» **WHAT THIS TASK INVOLVES**
Pull out each line of the entries below that contains the word "brown", and copy it in full.

------ SOURCE RECORDS

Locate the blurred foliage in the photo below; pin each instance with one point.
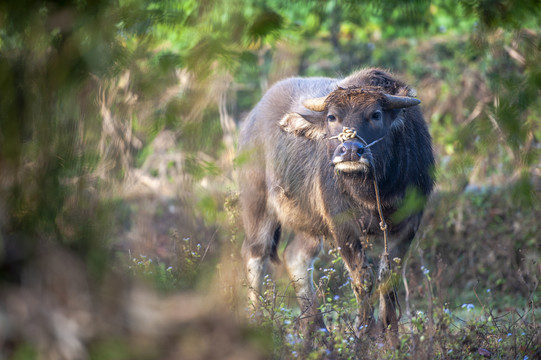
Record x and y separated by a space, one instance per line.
117 133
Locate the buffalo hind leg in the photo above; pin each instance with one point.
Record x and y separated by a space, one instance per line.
299 257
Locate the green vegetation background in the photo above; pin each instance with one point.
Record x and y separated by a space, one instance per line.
119 229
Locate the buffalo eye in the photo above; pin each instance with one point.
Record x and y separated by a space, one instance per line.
376 115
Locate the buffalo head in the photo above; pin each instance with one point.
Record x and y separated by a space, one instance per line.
352 120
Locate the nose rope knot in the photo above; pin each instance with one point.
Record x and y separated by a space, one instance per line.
350 134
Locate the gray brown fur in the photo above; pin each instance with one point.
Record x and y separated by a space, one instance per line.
290 181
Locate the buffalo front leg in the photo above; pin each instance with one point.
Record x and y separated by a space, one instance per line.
362 282
299 257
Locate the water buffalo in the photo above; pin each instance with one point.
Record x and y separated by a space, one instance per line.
315 147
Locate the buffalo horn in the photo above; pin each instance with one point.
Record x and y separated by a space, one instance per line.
399 102
315 104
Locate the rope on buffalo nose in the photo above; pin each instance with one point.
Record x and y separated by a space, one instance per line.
384 275
350 134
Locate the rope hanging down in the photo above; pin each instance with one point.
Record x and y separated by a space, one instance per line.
350 134
384 275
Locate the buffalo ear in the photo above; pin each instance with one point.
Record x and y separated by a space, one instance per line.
302 125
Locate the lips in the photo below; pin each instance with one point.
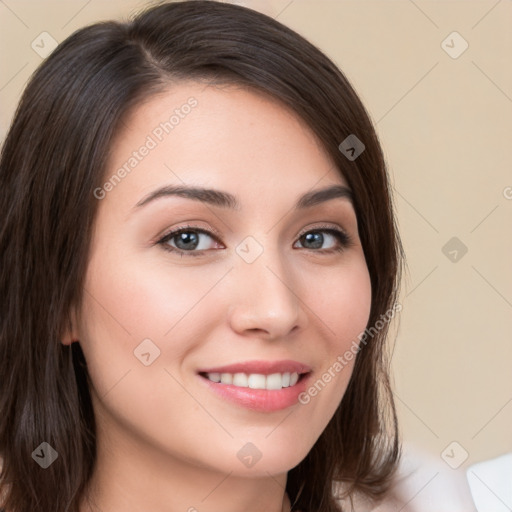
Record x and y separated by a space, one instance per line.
261 367
263 386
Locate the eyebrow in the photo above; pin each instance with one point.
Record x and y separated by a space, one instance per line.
226 200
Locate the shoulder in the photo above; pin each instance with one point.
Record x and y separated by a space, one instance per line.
490 486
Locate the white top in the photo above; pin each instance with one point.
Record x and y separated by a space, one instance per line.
491 484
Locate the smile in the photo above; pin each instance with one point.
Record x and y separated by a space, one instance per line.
263 386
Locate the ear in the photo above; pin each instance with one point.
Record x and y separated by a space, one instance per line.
70 333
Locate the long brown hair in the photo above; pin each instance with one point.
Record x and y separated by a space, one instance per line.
53 159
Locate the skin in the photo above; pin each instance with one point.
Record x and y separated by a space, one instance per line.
165 441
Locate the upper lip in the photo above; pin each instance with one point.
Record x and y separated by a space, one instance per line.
260 367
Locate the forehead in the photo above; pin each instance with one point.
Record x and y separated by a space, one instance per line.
222 136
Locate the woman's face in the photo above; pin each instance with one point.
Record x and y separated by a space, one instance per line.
266 289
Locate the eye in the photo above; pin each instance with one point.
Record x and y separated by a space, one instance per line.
192 241
336 240
188 240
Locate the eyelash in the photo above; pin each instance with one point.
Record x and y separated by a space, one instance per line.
343 238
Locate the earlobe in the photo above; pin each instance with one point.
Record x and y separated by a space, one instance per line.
70 333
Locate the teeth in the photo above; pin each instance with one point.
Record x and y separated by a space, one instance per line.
274 381
225 378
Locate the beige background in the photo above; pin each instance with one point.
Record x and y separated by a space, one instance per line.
446 125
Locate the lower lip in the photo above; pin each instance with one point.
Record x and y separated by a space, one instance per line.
261 400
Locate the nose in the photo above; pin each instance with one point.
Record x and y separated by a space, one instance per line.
266 299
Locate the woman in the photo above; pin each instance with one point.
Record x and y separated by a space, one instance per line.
201 261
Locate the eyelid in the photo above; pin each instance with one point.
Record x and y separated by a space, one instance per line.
338 230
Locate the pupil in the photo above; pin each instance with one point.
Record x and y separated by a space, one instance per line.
190 240
316 239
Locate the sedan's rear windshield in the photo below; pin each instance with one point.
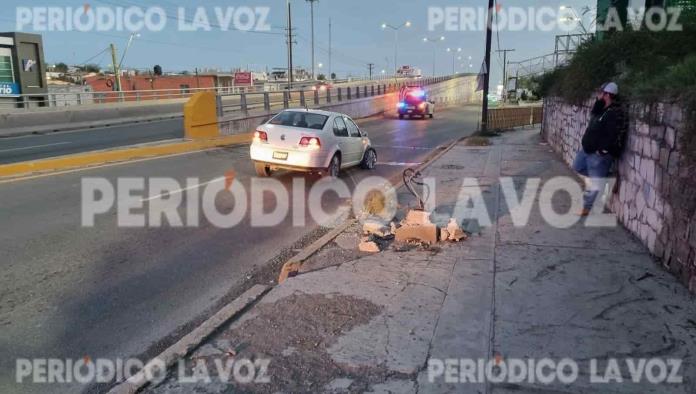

------------

» **WRITTEN ANSWER**
Locate the gray brown fur in the photo above; pin each instance with one point.
Locate the long brown hair in the photo above; pin each instance with one point.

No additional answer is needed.